**Exercise instructions:**
[1] In the Python setup tutorial, what does the command prompt show once the new Conda environment is activated?
[2] Return the passage of the Python setup tutorial starting at "Switch back to" and ending at "using these notebooks.", word for word.

**Page excerpt:**
┏━━

Execute conda create --name dstut python=3.9 to create the environment. This will create an environment with Python version 3.9 and you will be asked to confirm with a set of default packages required for this.

Once the environment is created you have to ‘activate’ it every time you need to use it. Execute conda activate dstut to activate the environment we created. You’ll see that the command prompt now includes (dstut) to denote that you are in your new Conda environment.

2. Write your Code

Open your text editor and create a file with a single line of code –

print("Hello World!")

Save the file as hello.py

3. Execute the Program

Switch back to your terminal and execute python hello.py to run your code. If everything is in order, you should see the text Hello World! printed on the terminal.

(dstut) ➜  hello-world python hello.py 
Hello World

Intro to Jupyter Notebook

A Jupyter notebook is a format where you can create a single document, which includes your python code, widgets, charts, documentation. It’s great for sharing your work. In fact in academic circles it’s kind of default to share your work through such ‘notebooks’. Almost every homework or assignment I submitted is using these notebooks.

So let’s also see how to run our ‘Hello World!’ program using a Jupyter notebook.

┗━━

**Dataset rows:**

┏━━

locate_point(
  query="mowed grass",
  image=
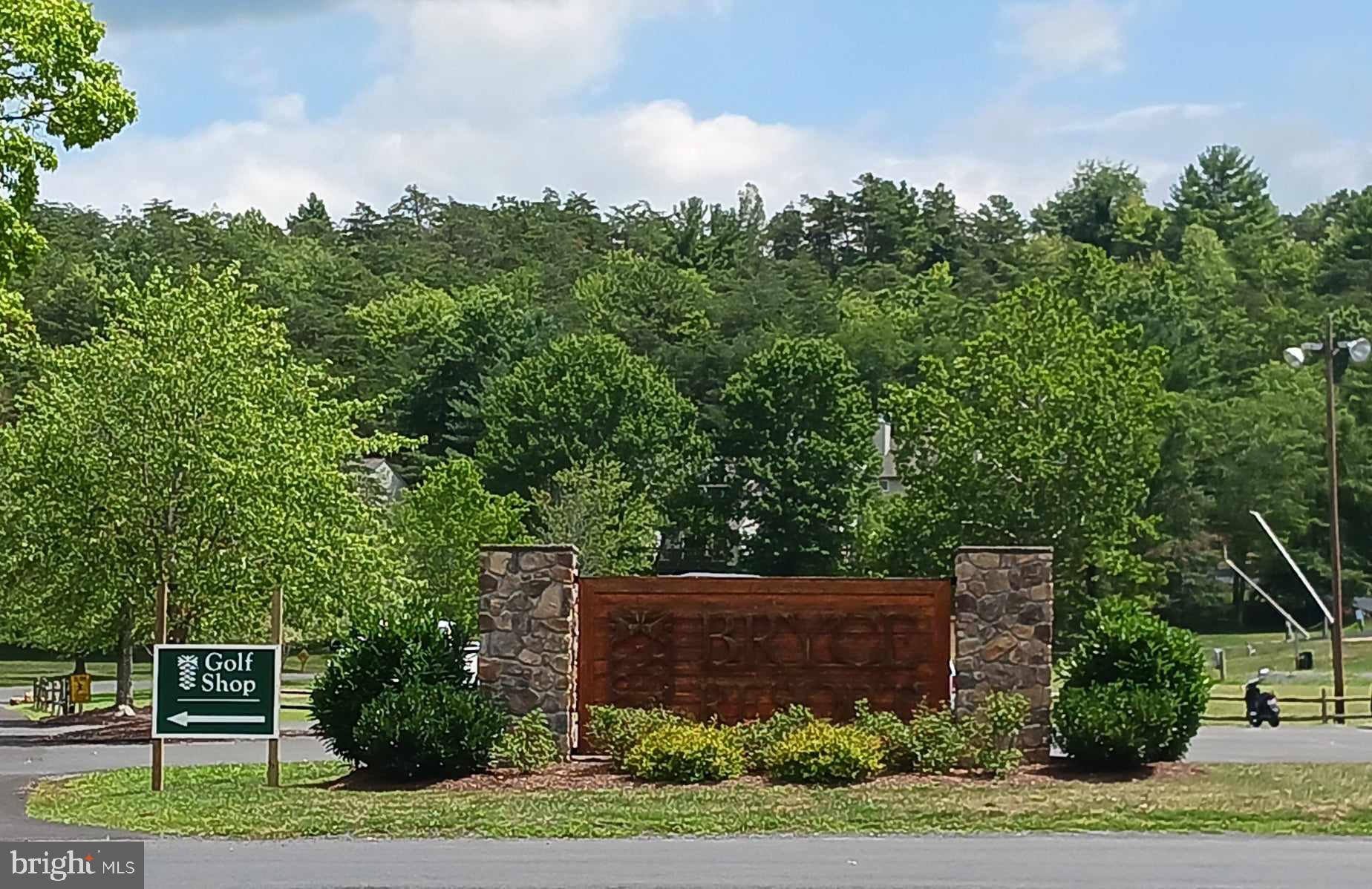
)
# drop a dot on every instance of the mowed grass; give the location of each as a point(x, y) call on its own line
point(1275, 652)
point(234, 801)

┗━━
┏━━

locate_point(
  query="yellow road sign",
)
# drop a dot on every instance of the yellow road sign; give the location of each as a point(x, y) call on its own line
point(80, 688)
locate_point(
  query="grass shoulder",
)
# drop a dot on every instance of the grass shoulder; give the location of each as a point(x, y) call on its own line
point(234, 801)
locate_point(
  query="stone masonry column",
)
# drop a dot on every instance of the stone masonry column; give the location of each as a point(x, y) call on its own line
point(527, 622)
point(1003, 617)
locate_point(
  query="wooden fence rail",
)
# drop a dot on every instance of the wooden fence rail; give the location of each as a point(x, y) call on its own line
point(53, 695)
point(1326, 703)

┗━━

**Replies:**
[1] It includes (dstut).

[2]
Switch back to your terminal and execute python hello.py to run your code. If everything is in order, you should see the text Hello World! printed on the terminal.

(dstut) ➜  hello-world python hello.py 
Hello World

Intro to Jupyter Notebook

A Jupyter notebook is a format where you can create a single document, which includes your python code, widgets, charts, documentation. It’s great for sharing your work. In fact in academic circles it’s kind of default to share your work through such ‘notebooks’. Almost every homework or assignment I submitted is using these notebooks.